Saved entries
###

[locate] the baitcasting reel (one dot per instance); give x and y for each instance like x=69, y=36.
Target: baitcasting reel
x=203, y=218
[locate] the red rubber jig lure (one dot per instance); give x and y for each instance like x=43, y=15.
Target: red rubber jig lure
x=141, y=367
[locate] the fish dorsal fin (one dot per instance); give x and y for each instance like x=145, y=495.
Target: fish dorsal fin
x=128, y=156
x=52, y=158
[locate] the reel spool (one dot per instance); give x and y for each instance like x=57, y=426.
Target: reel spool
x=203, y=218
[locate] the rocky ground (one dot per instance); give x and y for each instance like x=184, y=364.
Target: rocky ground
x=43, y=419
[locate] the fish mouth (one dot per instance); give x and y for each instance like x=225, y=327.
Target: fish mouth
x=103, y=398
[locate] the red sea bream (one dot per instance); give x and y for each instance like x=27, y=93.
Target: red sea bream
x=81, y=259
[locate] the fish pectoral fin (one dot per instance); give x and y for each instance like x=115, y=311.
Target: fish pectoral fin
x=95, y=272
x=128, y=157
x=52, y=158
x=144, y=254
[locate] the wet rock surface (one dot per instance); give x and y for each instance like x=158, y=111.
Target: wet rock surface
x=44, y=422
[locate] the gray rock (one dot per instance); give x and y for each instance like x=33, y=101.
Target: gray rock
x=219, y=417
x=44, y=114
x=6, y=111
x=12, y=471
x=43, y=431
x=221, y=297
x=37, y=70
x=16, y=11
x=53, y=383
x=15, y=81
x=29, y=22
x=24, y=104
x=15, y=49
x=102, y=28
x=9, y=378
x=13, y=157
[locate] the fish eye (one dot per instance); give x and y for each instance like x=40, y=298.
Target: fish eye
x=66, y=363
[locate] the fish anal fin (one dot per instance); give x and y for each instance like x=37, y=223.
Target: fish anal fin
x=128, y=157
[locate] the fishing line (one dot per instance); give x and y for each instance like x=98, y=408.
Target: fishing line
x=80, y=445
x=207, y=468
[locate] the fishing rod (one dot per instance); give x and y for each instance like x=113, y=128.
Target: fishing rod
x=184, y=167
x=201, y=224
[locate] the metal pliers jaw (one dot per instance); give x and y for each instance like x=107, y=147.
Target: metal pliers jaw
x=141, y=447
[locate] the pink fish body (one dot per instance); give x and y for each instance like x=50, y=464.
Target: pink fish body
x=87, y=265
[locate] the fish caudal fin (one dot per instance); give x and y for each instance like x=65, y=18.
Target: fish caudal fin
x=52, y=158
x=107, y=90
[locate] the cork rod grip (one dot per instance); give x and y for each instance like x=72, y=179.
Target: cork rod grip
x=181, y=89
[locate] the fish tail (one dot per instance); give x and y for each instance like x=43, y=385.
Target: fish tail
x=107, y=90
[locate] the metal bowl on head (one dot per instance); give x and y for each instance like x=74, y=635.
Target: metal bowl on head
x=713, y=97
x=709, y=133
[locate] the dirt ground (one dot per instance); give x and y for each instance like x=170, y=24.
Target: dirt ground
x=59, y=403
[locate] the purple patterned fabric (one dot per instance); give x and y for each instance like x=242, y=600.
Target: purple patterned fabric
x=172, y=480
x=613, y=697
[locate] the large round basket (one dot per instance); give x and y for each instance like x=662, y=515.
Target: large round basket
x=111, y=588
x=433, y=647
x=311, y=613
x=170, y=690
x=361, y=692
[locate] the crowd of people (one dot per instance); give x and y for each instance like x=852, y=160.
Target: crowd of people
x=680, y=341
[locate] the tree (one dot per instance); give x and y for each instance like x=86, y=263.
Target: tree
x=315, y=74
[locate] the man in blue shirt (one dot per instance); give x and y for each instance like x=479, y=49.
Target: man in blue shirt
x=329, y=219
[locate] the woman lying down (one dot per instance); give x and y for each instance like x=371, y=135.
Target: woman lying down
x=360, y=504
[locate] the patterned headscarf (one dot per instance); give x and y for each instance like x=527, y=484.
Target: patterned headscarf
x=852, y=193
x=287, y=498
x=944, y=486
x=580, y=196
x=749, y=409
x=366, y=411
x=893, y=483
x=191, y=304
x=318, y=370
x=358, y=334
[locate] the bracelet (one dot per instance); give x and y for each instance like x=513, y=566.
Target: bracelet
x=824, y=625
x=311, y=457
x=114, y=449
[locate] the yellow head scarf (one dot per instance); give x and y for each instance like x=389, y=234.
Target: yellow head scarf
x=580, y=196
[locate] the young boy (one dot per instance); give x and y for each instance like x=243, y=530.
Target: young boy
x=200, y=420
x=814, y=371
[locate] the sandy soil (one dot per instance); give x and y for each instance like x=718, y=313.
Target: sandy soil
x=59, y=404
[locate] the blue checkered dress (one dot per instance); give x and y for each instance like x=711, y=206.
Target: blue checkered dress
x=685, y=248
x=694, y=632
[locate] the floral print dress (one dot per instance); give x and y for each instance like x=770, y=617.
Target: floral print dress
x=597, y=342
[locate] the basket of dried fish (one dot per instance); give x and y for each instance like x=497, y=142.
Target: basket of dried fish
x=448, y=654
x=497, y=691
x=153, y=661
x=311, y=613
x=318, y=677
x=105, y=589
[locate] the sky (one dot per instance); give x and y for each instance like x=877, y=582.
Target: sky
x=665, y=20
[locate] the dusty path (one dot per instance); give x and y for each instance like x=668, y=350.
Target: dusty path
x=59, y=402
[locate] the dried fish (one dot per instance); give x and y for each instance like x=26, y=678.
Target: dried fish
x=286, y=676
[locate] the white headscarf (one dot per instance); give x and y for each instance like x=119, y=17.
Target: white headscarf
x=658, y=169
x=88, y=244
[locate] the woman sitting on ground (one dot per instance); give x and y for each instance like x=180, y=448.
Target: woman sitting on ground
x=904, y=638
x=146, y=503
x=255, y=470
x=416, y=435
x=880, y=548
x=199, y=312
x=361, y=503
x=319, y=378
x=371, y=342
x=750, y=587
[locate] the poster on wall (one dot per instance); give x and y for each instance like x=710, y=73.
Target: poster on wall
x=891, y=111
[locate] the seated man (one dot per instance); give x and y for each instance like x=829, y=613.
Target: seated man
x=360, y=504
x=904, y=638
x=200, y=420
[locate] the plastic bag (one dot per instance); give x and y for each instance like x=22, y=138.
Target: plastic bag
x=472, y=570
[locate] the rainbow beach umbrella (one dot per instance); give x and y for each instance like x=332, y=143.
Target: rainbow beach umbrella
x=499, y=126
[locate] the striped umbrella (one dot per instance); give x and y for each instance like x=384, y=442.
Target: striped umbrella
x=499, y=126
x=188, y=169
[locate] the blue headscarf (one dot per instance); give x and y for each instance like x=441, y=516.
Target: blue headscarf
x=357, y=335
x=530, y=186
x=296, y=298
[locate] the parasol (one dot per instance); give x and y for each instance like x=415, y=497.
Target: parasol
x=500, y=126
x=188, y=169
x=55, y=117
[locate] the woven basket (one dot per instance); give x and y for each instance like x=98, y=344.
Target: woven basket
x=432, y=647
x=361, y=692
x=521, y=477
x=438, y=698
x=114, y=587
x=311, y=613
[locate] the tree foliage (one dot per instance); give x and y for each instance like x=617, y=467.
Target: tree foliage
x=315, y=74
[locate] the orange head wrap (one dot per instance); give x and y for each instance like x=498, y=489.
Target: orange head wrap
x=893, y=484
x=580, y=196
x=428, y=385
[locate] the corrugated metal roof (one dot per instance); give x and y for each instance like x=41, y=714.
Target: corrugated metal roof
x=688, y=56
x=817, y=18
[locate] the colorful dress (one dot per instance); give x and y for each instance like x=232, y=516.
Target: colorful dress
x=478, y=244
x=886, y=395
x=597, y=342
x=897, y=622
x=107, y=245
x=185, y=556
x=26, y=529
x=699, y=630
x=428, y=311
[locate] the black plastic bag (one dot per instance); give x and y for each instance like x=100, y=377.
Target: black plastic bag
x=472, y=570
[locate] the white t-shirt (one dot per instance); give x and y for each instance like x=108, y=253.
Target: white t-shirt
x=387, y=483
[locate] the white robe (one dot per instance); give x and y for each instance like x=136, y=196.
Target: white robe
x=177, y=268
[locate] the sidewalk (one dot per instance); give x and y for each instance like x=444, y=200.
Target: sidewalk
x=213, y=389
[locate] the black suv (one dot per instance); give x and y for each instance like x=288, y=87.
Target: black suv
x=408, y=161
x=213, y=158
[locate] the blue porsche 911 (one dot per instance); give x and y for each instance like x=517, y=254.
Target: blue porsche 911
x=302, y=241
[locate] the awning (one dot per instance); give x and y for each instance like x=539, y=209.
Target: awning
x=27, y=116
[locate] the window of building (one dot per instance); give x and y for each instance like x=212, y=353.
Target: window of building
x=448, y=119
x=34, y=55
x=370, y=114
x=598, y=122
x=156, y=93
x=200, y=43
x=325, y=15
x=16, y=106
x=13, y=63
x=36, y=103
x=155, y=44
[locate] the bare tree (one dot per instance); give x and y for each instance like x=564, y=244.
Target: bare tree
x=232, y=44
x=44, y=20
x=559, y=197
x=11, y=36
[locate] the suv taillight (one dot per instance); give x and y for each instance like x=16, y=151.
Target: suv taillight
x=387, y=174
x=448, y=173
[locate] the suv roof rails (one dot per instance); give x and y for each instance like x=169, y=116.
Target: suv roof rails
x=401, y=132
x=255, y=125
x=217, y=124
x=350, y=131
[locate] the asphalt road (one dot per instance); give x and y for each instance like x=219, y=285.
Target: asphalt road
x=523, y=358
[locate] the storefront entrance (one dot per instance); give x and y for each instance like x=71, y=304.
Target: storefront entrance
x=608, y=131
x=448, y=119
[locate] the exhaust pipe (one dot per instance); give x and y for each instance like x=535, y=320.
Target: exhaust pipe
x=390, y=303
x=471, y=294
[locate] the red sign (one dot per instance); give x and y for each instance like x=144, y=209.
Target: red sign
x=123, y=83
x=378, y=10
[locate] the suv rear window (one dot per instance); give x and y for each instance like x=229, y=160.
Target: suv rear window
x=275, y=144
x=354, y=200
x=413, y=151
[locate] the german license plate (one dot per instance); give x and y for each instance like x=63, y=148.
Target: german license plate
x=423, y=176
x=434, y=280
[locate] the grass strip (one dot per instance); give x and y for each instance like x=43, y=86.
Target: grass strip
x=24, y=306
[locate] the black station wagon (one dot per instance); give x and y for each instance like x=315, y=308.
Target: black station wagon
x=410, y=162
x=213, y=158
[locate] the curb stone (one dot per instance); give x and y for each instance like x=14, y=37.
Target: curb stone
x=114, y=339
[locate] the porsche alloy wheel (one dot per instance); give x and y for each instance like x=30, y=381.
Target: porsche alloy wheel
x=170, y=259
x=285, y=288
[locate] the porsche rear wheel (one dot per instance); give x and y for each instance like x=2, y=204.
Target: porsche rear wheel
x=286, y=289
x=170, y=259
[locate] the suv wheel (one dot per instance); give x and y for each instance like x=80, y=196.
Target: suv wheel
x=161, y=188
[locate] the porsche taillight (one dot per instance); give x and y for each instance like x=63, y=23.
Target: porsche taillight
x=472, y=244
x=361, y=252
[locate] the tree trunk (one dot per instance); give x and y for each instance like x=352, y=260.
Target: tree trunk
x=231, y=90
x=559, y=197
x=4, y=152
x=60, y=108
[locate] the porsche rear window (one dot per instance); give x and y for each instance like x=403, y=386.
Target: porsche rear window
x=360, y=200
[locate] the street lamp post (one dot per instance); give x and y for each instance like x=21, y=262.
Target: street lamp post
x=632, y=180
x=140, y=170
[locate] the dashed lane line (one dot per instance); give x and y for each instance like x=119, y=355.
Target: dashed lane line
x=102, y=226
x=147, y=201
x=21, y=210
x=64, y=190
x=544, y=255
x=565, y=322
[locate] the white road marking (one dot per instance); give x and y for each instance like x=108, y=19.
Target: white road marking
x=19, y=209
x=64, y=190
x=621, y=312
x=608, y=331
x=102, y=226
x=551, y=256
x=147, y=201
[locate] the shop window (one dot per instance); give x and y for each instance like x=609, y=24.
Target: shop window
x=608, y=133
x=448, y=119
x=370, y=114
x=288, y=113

###

DIRECTIONS FOR THIS TASK
Copy exactly the lines above, starting at the opening line and finishing at the line in which "[locate] the red rubber" occurs.

YOUR SOLUTION
[locate] the baitcasting reel (one dot per instance); give x and y for each instance like x=69, y=36.
Target: baitcasting reel
x=203, y=218
[locate] the red rubber jig lure (one dot per instance); give x and y for each instance like x=43, y=15.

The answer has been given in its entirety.